%%

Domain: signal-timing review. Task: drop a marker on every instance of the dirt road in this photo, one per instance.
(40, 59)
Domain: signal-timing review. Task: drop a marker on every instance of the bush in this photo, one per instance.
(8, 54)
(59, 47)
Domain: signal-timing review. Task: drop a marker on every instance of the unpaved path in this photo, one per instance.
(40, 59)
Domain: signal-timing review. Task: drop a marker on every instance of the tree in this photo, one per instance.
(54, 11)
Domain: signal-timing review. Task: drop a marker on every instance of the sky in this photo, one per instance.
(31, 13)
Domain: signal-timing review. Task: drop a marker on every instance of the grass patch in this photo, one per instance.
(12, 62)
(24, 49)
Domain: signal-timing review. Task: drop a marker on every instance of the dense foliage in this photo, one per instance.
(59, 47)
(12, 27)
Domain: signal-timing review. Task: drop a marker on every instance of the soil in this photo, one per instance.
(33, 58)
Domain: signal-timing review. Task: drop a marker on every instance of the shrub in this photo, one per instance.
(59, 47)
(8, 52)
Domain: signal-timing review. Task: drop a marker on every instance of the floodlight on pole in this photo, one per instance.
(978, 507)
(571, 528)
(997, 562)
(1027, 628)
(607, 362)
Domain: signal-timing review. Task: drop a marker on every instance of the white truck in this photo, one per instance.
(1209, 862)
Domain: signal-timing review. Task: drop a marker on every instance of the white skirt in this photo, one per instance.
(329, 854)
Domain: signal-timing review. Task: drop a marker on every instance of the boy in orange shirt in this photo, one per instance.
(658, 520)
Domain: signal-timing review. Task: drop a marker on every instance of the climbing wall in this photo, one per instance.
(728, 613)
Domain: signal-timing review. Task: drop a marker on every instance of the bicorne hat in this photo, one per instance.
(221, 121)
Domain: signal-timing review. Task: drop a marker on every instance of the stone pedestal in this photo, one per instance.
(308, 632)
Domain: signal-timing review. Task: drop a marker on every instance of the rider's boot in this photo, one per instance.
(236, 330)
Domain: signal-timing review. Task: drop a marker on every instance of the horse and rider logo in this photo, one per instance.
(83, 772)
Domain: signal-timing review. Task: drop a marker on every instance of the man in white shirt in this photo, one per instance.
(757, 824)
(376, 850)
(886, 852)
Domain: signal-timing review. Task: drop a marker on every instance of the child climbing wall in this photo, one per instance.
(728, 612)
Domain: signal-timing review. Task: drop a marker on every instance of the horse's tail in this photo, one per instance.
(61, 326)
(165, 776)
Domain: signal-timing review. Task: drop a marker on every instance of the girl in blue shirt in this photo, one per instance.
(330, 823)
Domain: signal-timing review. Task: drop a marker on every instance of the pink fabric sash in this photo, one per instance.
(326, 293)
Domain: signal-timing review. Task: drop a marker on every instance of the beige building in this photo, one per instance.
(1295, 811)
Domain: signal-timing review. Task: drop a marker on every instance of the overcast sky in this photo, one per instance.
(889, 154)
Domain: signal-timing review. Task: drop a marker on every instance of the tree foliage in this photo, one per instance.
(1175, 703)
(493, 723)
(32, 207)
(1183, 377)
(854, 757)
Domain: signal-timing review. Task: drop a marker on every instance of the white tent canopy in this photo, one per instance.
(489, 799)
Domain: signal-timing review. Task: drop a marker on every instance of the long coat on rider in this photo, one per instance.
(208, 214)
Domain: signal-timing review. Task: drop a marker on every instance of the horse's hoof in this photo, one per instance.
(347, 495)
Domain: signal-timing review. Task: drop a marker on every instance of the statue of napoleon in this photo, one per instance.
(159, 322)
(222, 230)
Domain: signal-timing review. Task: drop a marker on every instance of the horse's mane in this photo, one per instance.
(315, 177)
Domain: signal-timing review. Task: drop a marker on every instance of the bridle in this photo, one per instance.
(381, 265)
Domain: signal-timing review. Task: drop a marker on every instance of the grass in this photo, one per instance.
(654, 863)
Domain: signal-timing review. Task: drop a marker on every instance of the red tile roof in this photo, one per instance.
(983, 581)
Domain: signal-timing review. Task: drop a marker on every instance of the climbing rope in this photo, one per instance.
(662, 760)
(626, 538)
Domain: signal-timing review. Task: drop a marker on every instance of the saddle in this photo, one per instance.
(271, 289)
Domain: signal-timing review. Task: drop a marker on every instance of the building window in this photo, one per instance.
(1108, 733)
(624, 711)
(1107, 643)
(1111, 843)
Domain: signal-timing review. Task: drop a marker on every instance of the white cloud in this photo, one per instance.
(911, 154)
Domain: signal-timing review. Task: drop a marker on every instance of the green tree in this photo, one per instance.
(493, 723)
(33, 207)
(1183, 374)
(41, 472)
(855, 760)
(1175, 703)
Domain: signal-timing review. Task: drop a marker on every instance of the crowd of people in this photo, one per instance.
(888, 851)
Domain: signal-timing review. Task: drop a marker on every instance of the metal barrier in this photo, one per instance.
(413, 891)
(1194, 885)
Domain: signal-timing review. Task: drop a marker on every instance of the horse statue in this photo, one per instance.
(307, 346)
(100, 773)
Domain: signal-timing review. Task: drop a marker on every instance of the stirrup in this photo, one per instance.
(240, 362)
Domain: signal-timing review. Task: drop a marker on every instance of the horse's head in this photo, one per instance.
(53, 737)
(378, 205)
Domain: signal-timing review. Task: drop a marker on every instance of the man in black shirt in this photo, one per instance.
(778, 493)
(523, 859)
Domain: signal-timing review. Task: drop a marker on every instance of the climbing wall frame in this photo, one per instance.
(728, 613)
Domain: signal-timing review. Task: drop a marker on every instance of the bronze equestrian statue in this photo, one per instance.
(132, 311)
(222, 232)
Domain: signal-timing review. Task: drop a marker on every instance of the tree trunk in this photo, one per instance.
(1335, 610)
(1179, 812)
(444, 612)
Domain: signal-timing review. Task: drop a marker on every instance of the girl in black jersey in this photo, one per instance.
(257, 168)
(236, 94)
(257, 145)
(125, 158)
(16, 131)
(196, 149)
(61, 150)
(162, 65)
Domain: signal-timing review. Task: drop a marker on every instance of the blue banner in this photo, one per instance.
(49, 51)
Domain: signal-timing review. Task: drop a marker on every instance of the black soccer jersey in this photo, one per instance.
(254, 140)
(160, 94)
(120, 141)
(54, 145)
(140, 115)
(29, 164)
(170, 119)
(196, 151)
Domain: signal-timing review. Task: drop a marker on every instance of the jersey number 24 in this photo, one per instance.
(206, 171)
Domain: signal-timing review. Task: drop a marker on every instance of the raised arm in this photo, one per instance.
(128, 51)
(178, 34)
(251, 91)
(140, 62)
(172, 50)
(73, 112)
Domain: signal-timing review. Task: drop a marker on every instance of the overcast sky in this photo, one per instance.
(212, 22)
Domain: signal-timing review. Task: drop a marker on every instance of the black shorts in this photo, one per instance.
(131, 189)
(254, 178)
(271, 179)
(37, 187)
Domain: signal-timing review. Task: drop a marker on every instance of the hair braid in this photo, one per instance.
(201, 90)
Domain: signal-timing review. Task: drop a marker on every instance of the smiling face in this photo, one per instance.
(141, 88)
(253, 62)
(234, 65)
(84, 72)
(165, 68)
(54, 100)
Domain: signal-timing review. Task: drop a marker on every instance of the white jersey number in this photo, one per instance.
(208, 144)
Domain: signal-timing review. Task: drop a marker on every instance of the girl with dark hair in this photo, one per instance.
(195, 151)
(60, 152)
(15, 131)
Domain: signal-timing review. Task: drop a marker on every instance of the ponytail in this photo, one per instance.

%%

=== TASK TO CARRY OUT ===
Copy the records above exactly, leaving nothing out.

=== SOLUTION BELOW ===
Domain: signal-timing review. Task: drop a marker on every instance of the dirt road in this photo, one per instance.
(40, 59)
Domain: signal-timing review. Task: drop a marker on every instance of the bush in this photo, one per instance.
(8, 54)
(59, 47)
Domain: signal-timing review. Task: drop a marker on every instance of the unpaved path in this photo, one per instance.
(40, 59)
Domain: signal-timing review. Task: drop a marker on every instance of the tree in this photo, one per instance.
(54, 11)
Domain: signal-timing review. Task: drop a marker on every instance of the sky in this photo, one per instance.
(31, 13)
Domain: signal-timing review. Task: drop a marker on every instance of the grass patch in this photo, one per instance.
(12, 62)
(24, 49)
Domain: signal-timing review. Task: drop a marker on every instance of the dense foliage in this photo, one per instance.
(59, 47)
(12, 27)
Domain: signal-timing review. Task: drop a marker on every instance of the soil in this photo, one per instance.
(33, 58)
Domain: signal-timing review. Task: drop a marker on every instance of the shrub in this photo, one per instance.
(59, 47)
(8, 52)
Domain: signal-timing review. Task: drop a marker on every instance of the floodlight on pole in this photo, one per instance.
(978, 507)
(571, 528)
(997, 562)
(1027, 628)
(607, 362)
Domain: signal-timing review. Task: drop a marker on every instance of the white truck in this photo, one per instance.
(1209, 862)
Domain: signal-timing review. Task: drop a marker on every instance of the white skirt in this photo, one per instance.
(329, 854)
Domain: signal-timing review. Task: drop a marker on every instance of the boy in orange shirt in this photo, one per instance.
(658, 520)
Domain: signal-timing review. Task: drop a marker on every instance of the climbing wall in this photo, one per instance.
(728, 613)
Domain: signal-timing review. Task: drop a marker on every instance of the bicorne hat in this photo, one per instance.
(221, 121)
Domain: signal-timing review. Task: drop a marker on every instance of the stone pedestal in this photo, one per instance.
(308, 632)
Domain: signal-timing review. Task: drop a marker on every instance of the rider's boot in this photo, one per instance.
(236, 330)
Domain: signal-timing review. Task: drop a marker on every instance of the horse and rider logo in this photo, one per instance.
(83, 772)
Domain: signal-timing review. Task: drop a marker on every instance of the man in white shirt in this photo, one per instance.
(757, 824)
(376, 850)
(886, 852)
Domain: signal-timing review. Task: drop a marker on every instance of the child climbing wall in this photo, one per instance.
(728, 612)
Domain: signal-timing review. Task: drop a marker on every instance of the horse's tail in this photo, one per instance.
(61, 326)
(165, 776)
Domain: signal-timing review. Task: drop a marker on every instance of the girl in blue shirt in this photo, one per instance.
(330, 823)
Domain: signal-timing review. Task: drop a marker on every instance of the pink fabric sash in this photo, one per instance.
(326, 293)
Domain: signal-timing review. Task: drop a marker on every instance of the beige building in this photo, one per instance.
(1295, 811)
Domain: signal-timing review. Task: drop a marker on every instance of the overcast sky in this photo, one per instance.
(889, 154)
Domain: signal-timing review. Task: drop a marker on every instance of the tree foliage in this photo, one per instance.
(1175, 703)
(493, 723)
(32, 207)
(1183, 377)
(854, 757)
Domain: signal-timing review. Task: drop a marker on every instance of the white tent canopy in this photo, one per instance.
(489, 799)
Domain: signal-timing review. Task: drop a marker on every instance of the long coat on rider in this photo, one per instance.
(208, 214)
Domain: signal-timing review. Task: drop a marker on every instance of the horse's hoof in this photo, one per instance.
(347, 495)
Domain: signal-timing review. Task: drop a marker on every instance of the statue of napoleon in this photo, one per instance.
(159, 322)
(222, 230)
Domain: signal-timing review. Task: drop a marker on every instance of the horse's mane in this photo, one per instance.
(315, 177)
Domain: signal-timing review. Task: drop a marker on every instance of the bridle in this photo, one per instance.
(381, 265)
Domain: signal-timing review. Task: drop a marker on every instance of the grass in this photo, one per instance.
(654, 863)
Domain: signal-timing review. Task: drop a marker on every instance of the red tile roof in this photo, one per instance.
(983, 581)
Domain: signal-timing review. Task: drop a marker on every instance of the climbing rope in this photo, one per instance.
(662, 760)
(626, 538)
Domain: signal-timing review. Task: drop a marker on every instance of the saddle in this photo, one per instance.
(271, 289)
Domain: signal-timing review. Task: drop a marker on every instance of the building window in this photo, one per instance.
(1108, 733)
(624, 711)
(1107, 643)
(1111, 843)
Domain: signal-timing review. Task: drop a marker on every instance of the white cloud in this photo, one per instance.
(911, 154)
Domain: signal-timing review. Task: drop a marker on every instance of the green tree in this photo, one per instance.
(493, 723)
(33, 207)
(1183, 374)
(41, 472)
(855, 760)
(1175, 703)
Domain: signal-timing review. Task: drop a marker on every instance of the crowd of people in this photo, one per instance.
(888, 851)
Domain: signal-timing review. Task: drop a marker on every instance of the metal barrier in this photo, one per instance.
(413, 891)
(1194, 885)
Domain: signal-timing review. Task: drop a marker on every instance of the horse statue in this photo, one per instance.
(307, 346)
(100, 773)
Domain: signal-timing review. Task: drop a marker on every instance of the stirrup in this photo, one per instance.
(240, 362)
Domain: signal-timing review. Task: drop a marker on every instance of the horse's head in this photo, one per instance.
(53, 737)
(378, 205)
Domain: signal-timing review. Task: drop a marker on every instance of the man in black shirt in this photo, one per instance.
(778, 493)
(523, 859)
Domain: signal-timing review. Task: drop a marker on every instance of the climbing wall frame in this photo, one per instance.
(728, 613)
Domain: signal-timing review. Task: drop a marker on every instance of the bronze equestrian statue in this photo, one per instance.
(132, 311)
(222, 232)
Domain: signal-timing review. Task: drop a marker on every instance of the tree trunk in this photo, one per instance.
(1335, 610)
(1179, 812)
(444, 612)
Domain: signal-timing review. Task: drop a marker on every instance of the girl in black jersey in this photo, one per instance.
(257, 168)
(236, 94)
(257, 145)
(125, 158)
(16, 131)
(196, 149)
(61, 150)
(162, 65)
Domain: signal-timing review. Task: drop a marker on every instance of the blue banner in this photo, one per instance.
(49, 51)
Domain: signal-timing review. Task: drop a marker on every instance of the black soccer jersey in this photo, one per instance.
(254, 140)
(160, 94)
(120, 141)
(54, 145)
(140, 115)
(29, 164)
(170, 119)
(196, 151)
Domain: signal-timing review. Task: drop a marker on every instance of the jersey number 24 in this photo, one per instance.
(206, 171)
Domain: signal-timing review. Task: drop a marker on every instance of the raised arm in this photo, one per instance.
(128, 51)
(178, 34)
(251, 91)
(140, 62)
(172, 50)
(73, 112)
Domain: signal-timing review. Task: drop a marker on every instance of the overcast sky in this photo, one per instance.
(212, 22)
Domain: signal-timing review. Task: drop a marker on every instance of the black shorts in this photo, one per instance.
(131, 189)
(254, 178)
(271, 179)
(37, 187)
Domain: signal-timing review. Task: drop a marker on every instance of the hair braid in this photo, one per instance.
(201, 90)
Domain: signal-timing review. Task: drop a marker on every instance of the smiling face in this photo, one per instance.
(141, 88)
(253, 62)
(234, 65)
(84, 72)
(165, 68)
(54, 100)
Domain: signal-timing review. Task: drop a marker on every instance of the white jersey number in this photo, one per instance.
(208, 144)
Domain: signal-timing review. Task: drop a marker on every instance of the girl with dark hair in this photo, one per instance.
(195, 151)
(60, 152)
(15, 131)
Domain: signal-timing review. Task: drop a marker on every instance of the ponytail in this photo, one per instance.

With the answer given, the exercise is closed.